§ **Work to complete**
Beginning with the line containing "water ripple, which" and ending with the last line, repeat the records exactly.
• • • • • • •
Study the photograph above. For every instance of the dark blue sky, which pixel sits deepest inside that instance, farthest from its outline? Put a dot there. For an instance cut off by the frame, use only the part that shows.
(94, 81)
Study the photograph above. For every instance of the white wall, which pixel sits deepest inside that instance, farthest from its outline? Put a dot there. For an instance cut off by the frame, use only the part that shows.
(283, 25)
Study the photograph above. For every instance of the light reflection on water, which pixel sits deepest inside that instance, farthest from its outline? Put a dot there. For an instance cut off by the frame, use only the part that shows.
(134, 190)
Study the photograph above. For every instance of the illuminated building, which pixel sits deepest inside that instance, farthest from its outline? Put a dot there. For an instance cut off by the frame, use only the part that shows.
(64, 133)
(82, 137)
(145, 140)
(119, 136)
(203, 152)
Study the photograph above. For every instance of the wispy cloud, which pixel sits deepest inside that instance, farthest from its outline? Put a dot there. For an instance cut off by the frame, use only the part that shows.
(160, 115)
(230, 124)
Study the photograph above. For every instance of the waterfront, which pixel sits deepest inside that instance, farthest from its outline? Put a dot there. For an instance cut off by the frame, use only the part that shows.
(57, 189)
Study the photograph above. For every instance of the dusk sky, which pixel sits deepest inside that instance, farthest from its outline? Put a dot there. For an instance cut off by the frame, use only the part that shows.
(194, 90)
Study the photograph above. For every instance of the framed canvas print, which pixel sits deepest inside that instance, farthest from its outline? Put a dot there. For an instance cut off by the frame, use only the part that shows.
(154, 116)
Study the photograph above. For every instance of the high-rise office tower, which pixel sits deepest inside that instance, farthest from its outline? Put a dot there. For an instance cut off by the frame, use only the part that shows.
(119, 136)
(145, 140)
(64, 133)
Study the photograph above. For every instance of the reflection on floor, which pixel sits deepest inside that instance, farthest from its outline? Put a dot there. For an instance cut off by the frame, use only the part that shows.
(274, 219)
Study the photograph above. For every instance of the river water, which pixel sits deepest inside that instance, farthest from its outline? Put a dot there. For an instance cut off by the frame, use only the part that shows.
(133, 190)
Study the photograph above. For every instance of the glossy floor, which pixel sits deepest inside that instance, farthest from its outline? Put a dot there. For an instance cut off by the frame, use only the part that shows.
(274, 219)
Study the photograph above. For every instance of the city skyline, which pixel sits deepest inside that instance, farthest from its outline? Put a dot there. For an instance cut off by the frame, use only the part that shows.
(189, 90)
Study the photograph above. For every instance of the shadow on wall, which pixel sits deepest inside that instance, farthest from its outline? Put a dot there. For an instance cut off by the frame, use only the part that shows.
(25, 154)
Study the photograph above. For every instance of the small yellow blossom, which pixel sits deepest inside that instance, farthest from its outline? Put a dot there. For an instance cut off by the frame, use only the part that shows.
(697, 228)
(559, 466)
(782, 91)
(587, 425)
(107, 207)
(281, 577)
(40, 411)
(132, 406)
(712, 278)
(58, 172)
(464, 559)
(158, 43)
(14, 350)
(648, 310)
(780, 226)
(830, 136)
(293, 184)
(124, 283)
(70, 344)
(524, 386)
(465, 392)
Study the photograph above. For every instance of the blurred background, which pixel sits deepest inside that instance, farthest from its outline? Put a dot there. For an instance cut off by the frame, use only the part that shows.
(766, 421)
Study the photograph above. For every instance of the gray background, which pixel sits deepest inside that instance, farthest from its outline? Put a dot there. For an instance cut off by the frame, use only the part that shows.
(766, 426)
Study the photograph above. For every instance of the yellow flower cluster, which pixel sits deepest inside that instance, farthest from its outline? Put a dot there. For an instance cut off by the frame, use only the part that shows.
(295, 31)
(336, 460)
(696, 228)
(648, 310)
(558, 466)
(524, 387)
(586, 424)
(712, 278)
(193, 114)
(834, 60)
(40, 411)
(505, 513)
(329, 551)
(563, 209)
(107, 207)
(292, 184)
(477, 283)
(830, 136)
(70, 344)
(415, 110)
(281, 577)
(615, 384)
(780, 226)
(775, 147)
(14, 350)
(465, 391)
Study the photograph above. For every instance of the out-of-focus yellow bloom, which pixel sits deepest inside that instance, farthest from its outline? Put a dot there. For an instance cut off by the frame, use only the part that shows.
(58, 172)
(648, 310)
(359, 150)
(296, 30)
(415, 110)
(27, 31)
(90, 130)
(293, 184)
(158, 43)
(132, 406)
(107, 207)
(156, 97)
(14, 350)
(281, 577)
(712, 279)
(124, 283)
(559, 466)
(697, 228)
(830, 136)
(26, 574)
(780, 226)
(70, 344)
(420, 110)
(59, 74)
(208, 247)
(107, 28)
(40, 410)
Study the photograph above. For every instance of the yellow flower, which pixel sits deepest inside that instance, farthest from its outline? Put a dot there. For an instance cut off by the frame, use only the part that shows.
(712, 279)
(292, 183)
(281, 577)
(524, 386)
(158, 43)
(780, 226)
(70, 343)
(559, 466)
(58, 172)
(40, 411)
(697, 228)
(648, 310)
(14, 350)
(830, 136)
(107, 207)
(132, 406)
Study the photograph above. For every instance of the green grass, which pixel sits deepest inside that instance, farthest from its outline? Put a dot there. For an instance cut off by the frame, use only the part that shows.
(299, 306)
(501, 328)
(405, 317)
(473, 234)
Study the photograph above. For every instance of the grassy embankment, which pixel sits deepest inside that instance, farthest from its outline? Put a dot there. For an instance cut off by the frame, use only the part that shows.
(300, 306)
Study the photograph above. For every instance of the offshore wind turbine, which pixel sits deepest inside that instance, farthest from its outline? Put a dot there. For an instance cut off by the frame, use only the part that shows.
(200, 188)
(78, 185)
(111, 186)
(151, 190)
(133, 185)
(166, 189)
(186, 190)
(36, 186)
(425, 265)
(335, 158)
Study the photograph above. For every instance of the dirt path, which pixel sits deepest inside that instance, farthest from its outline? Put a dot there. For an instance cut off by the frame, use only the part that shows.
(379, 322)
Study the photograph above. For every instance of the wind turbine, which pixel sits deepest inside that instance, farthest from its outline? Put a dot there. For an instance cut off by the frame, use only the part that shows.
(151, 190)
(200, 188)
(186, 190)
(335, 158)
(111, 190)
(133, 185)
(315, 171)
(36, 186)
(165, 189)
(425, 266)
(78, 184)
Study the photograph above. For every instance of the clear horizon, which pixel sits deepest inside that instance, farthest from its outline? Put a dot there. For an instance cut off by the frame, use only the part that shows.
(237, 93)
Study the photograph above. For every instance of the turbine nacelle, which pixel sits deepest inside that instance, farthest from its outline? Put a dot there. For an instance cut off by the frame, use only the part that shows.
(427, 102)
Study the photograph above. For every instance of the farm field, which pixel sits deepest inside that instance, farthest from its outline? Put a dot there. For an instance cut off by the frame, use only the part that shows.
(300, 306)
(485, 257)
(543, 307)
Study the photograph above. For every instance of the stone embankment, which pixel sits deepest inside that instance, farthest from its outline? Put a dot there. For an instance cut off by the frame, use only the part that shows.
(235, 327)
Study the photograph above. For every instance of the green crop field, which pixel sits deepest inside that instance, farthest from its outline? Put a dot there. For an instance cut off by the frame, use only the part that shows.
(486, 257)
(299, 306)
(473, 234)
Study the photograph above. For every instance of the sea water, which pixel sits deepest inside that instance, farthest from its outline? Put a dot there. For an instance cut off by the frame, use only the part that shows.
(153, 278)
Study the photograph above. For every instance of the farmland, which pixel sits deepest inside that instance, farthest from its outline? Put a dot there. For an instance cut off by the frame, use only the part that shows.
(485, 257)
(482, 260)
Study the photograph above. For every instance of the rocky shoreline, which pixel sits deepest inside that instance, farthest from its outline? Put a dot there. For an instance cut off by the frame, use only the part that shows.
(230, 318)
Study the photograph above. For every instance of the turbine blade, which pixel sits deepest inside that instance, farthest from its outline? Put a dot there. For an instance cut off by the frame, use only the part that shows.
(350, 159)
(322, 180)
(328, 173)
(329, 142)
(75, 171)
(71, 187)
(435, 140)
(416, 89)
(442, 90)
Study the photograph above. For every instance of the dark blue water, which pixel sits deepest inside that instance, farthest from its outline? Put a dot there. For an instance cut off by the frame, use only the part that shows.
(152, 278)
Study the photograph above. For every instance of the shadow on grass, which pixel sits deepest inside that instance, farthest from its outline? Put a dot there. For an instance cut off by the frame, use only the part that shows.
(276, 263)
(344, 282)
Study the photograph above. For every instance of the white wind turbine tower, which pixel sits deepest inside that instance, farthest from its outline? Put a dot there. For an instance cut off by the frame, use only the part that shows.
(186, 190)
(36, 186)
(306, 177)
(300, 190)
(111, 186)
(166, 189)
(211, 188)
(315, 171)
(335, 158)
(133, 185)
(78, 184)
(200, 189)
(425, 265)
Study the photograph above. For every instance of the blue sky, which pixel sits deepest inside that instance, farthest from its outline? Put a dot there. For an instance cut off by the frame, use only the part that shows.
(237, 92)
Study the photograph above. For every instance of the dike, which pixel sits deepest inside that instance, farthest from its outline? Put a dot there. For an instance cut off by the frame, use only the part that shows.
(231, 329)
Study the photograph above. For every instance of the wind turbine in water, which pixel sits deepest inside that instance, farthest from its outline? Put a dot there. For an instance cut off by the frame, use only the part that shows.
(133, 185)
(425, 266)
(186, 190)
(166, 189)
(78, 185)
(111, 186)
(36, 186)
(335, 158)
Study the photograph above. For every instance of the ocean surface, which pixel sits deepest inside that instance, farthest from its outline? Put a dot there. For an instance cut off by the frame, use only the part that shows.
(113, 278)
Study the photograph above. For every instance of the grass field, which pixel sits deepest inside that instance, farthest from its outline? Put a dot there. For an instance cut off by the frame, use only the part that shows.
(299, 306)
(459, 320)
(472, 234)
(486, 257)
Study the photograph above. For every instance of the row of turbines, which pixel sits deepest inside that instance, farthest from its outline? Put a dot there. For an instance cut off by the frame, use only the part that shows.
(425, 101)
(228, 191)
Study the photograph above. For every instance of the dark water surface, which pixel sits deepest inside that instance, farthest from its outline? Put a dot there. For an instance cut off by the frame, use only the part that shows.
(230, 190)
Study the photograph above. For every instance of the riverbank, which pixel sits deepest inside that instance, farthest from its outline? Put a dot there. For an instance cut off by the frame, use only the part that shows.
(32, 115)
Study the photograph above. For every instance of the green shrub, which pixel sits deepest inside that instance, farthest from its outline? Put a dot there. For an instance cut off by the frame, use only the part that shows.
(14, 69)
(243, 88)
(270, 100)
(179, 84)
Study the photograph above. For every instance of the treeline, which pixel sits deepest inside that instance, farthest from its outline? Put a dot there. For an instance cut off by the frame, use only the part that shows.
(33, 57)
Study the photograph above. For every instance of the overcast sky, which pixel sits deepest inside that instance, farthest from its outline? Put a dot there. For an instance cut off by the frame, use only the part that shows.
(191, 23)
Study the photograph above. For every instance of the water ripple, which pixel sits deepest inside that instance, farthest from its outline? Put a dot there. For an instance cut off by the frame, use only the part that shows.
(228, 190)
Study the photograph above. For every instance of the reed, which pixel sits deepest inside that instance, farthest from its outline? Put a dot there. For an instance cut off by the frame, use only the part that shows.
• • • • • • •
§ **Solved problem**
Study the photograph above. For every instance of the water ripple, which pixel sits deepest inside that instance, farthest from its outline? Put a dot there. For an instance cut off by the frame, use only the part that shows.
(228, 190)
Study the photograph above. For every instance of the reed, which pixel sits deepest inside that instance, farthest from its outline? Put a dot there. For an instance cut off by the frame, use only the part that shows.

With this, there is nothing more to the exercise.